Task requirements:
Collect every line in the rows below that contains the word "candle", and copy each of those lines in full.

-------- Entries --------

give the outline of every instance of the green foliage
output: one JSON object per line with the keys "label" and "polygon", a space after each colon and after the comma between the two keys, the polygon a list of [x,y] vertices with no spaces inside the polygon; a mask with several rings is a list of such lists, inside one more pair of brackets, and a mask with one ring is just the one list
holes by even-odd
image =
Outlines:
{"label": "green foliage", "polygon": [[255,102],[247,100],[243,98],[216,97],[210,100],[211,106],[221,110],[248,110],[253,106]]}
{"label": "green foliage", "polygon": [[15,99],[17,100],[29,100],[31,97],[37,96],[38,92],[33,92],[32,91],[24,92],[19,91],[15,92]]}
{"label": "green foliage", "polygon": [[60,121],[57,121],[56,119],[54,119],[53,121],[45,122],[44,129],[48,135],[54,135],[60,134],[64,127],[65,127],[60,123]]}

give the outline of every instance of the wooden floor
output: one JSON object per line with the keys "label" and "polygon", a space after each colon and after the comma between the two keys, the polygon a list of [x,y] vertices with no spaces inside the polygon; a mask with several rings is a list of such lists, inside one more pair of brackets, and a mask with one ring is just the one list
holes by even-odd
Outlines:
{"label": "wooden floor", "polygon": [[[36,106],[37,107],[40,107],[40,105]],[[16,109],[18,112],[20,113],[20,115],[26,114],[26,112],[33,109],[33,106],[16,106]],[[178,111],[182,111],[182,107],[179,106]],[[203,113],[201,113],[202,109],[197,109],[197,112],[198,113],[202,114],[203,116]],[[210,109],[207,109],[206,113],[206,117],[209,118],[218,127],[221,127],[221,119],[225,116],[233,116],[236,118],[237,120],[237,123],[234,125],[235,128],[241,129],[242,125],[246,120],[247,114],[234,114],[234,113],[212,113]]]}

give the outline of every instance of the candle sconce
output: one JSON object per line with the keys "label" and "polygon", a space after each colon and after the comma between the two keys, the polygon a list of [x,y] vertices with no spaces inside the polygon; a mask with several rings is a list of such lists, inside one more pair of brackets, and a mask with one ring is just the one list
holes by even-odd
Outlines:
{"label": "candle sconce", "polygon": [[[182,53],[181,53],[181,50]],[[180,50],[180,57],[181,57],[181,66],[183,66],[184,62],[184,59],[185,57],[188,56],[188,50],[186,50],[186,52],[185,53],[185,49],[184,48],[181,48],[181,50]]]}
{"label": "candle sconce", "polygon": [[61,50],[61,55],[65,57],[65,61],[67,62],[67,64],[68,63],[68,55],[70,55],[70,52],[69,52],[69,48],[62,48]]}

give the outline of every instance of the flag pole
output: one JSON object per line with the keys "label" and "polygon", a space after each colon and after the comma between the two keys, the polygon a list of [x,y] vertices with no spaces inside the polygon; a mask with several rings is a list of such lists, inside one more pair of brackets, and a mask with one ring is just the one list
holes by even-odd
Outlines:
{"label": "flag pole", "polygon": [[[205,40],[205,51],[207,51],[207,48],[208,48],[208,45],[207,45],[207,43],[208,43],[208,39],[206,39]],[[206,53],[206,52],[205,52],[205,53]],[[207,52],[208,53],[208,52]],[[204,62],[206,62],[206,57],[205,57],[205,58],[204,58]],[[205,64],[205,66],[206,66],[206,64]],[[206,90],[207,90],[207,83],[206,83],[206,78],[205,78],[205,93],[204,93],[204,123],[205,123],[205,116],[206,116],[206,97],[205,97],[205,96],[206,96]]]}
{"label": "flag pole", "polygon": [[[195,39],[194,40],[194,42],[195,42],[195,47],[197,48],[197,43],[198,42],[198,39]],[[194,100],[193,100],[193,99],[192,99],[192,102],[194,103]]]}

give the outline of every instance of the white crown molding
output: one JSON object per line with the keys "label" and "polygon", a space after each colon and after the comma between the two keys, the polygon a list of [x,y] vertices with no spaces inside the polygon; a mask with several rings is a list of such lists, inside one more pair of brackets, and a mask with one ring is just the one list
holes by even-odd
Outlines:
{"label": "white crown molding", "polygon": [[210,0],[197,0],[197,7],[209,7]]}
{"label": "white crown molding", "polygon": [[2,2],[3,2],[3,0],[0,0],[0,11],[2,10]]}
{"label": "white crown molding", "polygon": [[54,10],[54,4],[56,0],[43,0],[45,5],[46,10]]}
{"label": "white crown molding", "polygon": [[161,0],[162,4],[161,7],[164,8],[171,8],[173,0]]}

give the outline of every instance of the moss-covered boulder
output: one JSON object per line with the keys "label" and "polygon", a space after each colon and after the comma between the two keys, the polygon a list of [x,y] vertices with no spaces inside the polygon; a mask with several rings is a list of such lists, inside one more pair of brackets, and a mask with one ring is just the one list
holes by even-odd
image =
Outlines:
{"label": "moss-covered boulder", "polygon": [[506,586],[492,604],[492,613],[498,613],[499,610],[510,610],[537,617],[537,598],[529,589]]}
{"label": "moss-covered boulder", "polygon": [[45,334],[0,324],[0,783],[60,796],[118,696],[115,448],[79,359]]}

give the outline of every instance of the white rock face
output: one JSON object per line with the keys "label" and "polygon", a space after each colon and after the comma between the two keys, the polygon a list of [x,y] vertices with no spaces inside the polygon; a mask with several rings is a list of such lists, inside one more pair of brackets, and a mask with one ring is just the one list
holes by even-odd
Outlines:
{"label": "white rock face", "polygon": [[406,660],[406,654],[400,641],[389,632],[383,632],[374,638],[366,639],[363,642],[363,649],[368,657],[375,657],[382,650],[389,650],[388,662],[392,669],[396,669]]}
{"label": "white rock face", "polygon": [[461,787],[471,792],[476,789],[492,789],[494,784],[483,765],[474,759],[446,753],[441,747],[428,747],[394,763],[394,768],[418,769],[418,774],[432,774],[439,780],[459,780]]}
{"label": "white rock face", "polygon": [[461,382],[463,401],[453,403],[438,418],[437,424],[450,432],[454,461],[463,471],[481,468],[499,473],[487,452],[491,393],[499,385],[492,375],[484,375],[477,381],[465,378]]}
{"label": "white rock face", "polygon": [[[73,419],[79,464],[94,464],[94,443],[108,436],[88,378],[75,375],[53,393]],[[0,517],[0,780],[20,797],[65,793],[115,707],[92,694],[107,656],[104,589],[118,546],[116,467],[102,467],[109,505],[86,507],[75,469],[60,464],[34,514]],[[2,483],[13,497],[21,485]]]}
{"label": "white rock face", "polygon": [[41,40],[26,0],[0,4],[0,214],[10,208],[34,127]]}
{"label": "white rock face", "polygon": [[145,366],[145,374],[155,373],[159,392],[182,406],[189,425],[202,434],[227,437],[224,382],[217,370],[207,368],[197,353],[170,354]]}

--------

Output for this task:
give the outline of every instance of the candle sconce
{"label": "candle sconce", "polygon": [[[182,53],[181,53],[181,50]],[[180,50],[180,57],[181,57],[181,66],[183,66],[184,62],[184,59],[185,57],[188,56],[188,50],[186,50],[186,52],[185,53],[185,49],[184,48],[181,48],[181,50]]]}
{"label": "candle sconce", "polygon": [[61,50],[61,55],[65,57],[65,61],[67,62],[67,64],[68,63],[68,55],[70,55],[70,52],[69,52],[69,48],[62,48]]}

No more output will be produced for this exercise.